:: TEXT BLOCK ::

- Origin: South Bend, Indiana
- Genres: Christian metal, progressive metalcore, melodic death metal
- Years active: 2005–present
- Labels: Facedown, Strike First, Sancrosanct
- Members: Elisha Mullins Todd Hatfield Alex Poole
- Past members: Lukas Chapman Jake Brewster Paul Kellner David Marshall Jake Neece Randy Rospopo Jeff Wright Kaleb Luebchow
- Website: myspace.com/theburialin

= The Burial (American band) =

American metal band

The Burial are an American Christian metalcore/melodic death metal band. Members are from South Bend, Indiana, Benton Harbor, Michigan and Champaign, Illinois. The band started making music in 2005. The band now consists of lead vocalist and guitarist, Elisha Mullins, lead guitarist, Todd Hatfield, drummer, Kaleb Luebchow, and bass guitarist, Alex Poole. The band released one EP, Age of Deceit, in 2009 with Sancrosanct Records. They signed with Strike First Records, where they released, The Winepress, a studio album, in 2010. Their second album, Lights and Perfections, released by Facedown Records in 2012. The subsequent album released by Facedown Records, In the Taking of Flesh, was released in 2013.

:::
:: SUPPLIED MATERIAL ::

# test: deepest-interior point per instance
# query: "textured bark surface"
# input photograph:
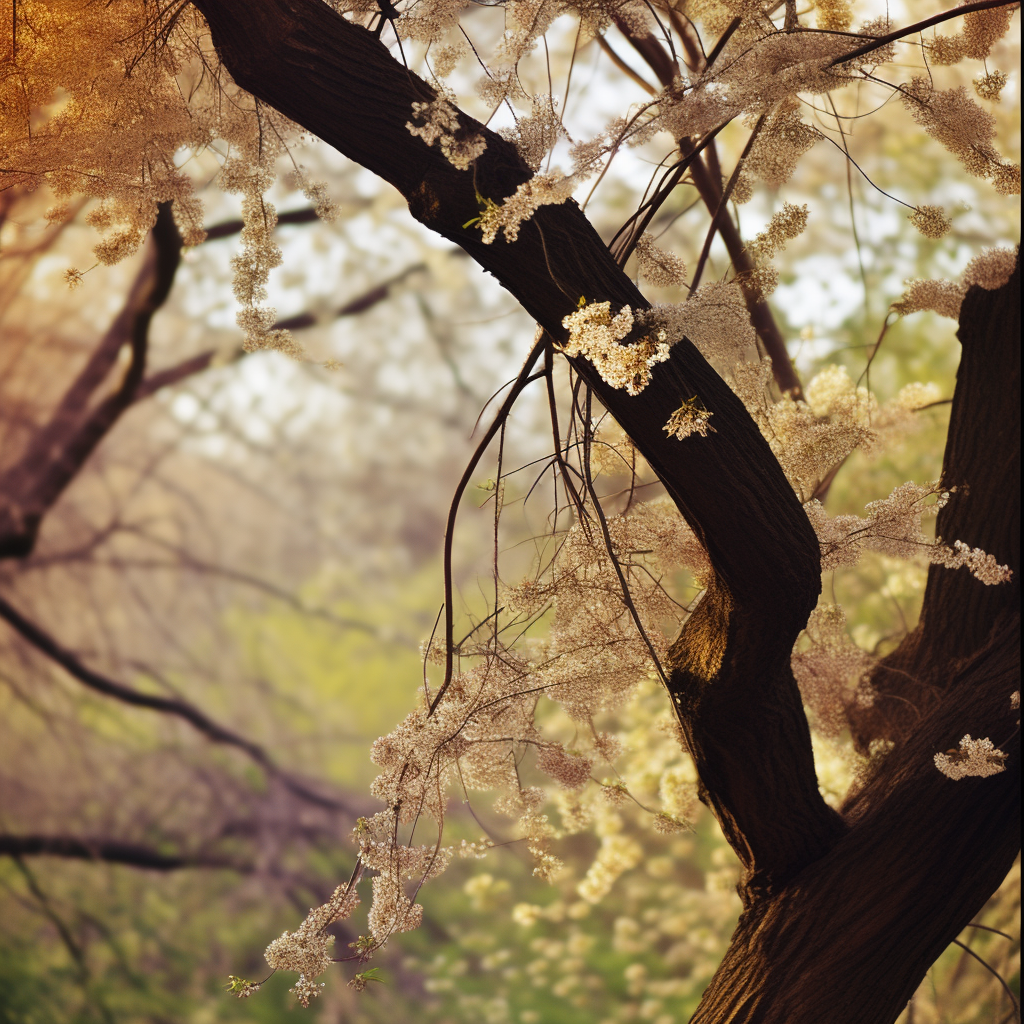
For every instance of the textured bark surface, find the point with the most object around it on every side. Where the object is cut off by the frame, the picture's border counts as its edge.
(842, 915)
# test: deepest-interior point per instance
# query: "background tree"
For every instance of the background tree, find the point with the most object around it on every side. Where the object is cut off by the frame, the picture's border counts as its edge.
(748, 538)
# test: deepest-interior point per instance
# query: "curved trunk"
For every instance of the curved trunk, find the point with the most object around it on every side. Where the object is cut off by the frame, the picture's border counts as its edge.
(844, 913)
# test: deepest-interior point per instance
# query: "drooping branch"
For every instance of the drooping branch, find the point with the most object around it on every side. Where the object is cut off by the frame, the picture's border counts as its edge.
(928, 23)
(170, 376)
(337, 81)
(712, 195)
(197, 718)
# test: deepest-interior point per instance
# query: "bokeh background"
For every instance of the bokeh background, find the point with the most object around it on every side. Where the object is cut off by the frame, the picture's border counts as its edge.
(261, 538)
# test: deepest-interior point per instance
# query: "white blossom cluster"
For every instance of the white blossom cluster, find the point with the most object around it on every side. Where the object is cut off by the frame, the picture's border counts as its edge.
(595, 335)
(975, 759)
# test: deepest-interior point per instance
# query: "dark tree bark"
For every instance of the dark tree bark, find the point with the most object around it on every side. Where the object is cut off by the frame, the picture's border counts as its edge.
(843, 914)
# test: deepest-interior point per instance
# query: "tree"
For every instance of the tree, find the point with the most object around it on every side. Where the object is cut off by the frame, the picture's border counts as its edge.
(844, 910)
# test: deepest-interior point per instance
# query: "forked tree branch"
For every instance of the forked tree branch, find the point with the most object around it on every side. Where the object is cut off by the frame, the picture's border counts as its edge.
(728, 486)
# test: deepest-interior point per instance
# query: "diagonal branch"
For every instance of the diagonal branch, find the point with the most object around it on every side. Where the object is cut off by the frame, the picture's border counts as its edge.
(712, 195)
(337, 81)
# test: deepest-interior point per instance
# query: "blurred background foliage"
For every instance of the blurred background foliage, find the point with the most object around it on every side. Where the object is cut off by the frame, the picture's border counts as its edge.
(262, 540)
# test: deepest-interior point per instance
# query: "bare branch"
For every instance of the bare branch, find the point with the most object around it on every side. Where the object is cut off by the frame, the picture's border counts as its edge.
(96, 681)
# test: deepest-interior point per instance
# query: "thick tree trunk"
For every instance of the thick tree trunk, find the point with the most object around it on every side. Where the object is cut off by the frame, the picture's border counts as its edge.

:::

* **DIRECTIONS**:
Carry on the article about the metal band The Burial, starting after its last sentence about the album In the Taking of Flesh.

* **RESPONSE**:
==Music history==
The band commenced as a musical entity in 2006 in South Bend, Indiana. Their first release, Age of Deceit, an EP, was released by Sancrosanct Records in 2009. They released a studio album, The Winepress, on August 17, 2010, with Strike First Records. They signed to Facedown Records, where they released another studio album, Lights and Perfections, on March 27, 2012. Their subsequent studio album, In the Taking of Flesh, was released on July 9, 2013, by Facedown Records.

==Members==

Current
- Elisha Mullins – vocals (2011–present), guitar (2012–present) (Miss May I, War of Ages, ex-A Hill to Die Upon, ex-Maugrim, Fleshkiller)
- Todd Hatfield – guitar (2005–present)
- Alex Poole – bass (2012–present)

Live musicians
- Kenny Johnson – guitar (Caecus)
- Mike Pingel – guitar (2013)

Former
- Lukas Chapman – vocals (2005–2010)
- Jake Brewster – guitar (2005–2007)
- Randy Rospopo – drums (2005–2012, 2022–present)
- Paul Kellner – guitar (2010) (ex-The Analyst)
- David Marshall – vocals (2009–2011) (Snakehound)
- Jake Neece – bass (2005–2012)
- Jeff Wright – guitar (2010–2012)
- Kaleb Luebchow – drums (2012–2022) (died; 2022) (ex-Dödsmarsch, ex-Hope for the Dying, ex-Caecus, ex-War of Ages)

Timeline

==Discography==
- Studio albums
- The Winepress (August 17, 2010, Strike First)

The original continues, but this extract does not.